» SOURCE TEXT
════════════════
Vitamin D sufficiency linked to better pancreatic cancer survival

By Shreeya Nanda

Survival is improved in pancreatic cancer patients with sufficient versus deficient plasma levels of 25-hydroxyvitamin D [25(OH)D], as assessed prior to diagnosis.

These findings indicate that "prediagnostic plasma 25(OH)D is a prognostic factor in patients with pancreatic cancer", say researchers whose study population was drawn from five prospective US cohorts, including the Health Professionals Follow-up Study and the Nurses' Health Study.

Among 493 patients diagnosed between 1984 and 2008, those with sufficient (≥30 ng/mL) and relatively insufficient (20 to <30 ng/mL) 25(OH)D levels had a significant 34% and 21% reduced risk of death, respectively, relative to participants who were vitamin D deficient (<20 ng/mL).
════════════════
» PROBLEM SET
(1) In the vitamin D article, rewrite the stretch from "Vitamin D sufficiency" through "prior to diagnosis.", replacing "pancreatic cancer" with "pancreatic carcinoma".
(2) According to the vitamin D article, how many patients diagnosed between 1984 and 2008 were studied?
(3) Extend the vitamin D article beyond its final sentence.
The entries were drawn from a separate source.

Segmentation mask data
════════════════
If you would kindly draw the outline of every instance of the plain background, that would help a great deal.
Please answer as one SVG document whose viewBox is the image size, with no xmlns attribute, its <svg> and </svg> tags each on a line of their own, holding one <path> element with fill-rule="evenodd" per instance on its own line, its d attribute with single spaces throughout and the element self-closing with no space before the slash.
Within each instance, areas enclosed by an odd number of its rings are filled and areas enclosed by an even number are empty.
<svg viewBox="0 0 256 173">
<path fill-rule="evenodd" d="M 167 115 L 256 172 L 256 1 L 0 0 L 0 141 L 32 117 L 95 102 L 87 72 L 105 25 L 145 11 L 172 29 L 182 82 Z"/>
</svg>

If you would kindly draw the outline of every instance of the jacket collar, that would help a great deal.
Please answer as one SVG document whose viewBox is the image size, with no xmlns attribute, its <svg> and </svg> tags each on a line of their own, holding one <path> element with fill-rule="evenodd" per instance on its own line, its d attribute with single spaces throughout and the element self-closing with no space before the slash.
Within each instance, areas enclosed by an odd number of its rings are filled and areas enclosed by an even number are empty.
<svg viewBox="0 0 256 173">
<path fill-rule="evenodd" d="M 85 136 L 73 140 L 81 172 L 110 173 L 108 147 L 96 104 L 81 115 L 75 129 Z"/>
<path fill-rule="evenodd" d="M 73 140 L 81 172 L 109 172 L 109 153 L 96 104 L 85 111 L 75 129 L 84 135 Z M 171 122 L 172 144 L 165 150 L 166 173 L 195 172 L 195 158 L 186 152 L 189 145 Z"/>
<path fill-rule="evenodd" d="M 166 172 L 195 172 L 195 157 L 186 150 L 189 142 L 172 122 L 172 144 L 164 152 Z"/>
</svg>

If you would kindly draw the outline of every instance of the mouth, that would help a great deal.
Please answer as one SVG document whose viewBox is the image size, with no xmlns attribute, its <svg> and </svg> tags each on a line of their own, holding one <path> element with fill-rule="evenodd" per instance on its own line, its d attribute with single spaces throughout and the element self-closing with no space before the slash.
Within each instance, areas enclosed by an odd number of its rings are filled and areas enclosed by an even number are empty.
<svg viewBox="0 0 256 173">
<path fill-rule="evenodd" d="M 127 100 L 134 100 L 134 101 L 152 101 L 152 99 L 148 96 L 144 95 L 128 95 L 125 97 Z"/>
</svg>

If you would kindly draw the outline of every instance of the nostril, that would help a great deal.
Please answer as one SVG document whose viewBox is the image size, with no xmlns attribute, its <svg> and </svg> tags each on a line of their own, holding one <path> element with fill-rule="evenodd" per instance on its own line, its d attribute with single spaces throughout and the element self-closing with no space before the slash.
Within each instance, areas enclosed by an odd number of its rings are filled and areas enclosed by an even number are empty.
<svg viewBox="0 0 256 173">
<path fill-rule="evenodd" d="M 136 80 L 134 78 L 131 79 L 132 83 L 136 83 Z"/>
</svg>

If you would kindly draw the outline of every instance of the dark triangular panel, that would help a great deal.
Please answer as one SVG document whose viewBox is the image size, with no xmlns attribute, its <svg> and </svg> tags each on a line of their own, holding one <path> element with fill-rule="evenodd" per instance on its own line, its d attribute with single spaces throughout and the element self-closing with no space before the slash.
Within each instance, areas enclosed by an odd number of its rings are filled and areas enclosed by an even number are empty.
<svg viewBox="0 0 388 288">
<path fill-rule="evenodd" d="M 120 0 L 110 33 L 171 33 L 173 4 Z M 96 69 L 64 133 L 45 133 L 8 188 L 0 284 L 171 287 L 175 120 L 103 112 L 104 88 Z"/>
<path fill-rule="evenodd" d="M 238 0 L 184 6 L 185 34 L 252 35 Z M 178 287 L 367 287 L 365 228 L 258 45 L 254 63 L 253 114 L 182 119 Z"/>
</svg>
════════════════
» ANSWERS BY ITEM
(1)
Vitamin D sufficiency linked to better pancreatic carcinoma survival

By Shreeya Nanda

Survival is improved in pancreatic carcinoma patients with sufficient versus deficient plasma levels of 25-hydroxyvitamin D [25(OH)D], as assessed prior to diagnosis.

(2) 493

(3)
The results "remained largely unchanged" after adjusting for various confounders, such as time between blood draw and diagnosis, history of diabetes and body mass index, the team reports in the Journal Of Clinical Oncology.

Researcher Brian Wolpin (Dana-Farber Cancer Institute, Boston, Massachusetts, USA) and colleagues conclude: "When considering these findings together with previously reported preclinical data in pancreatic cancer models, agonists of the vitamin D receptor are a potentially attractive therapeutic approach for investigation in this highly lethal malignancy."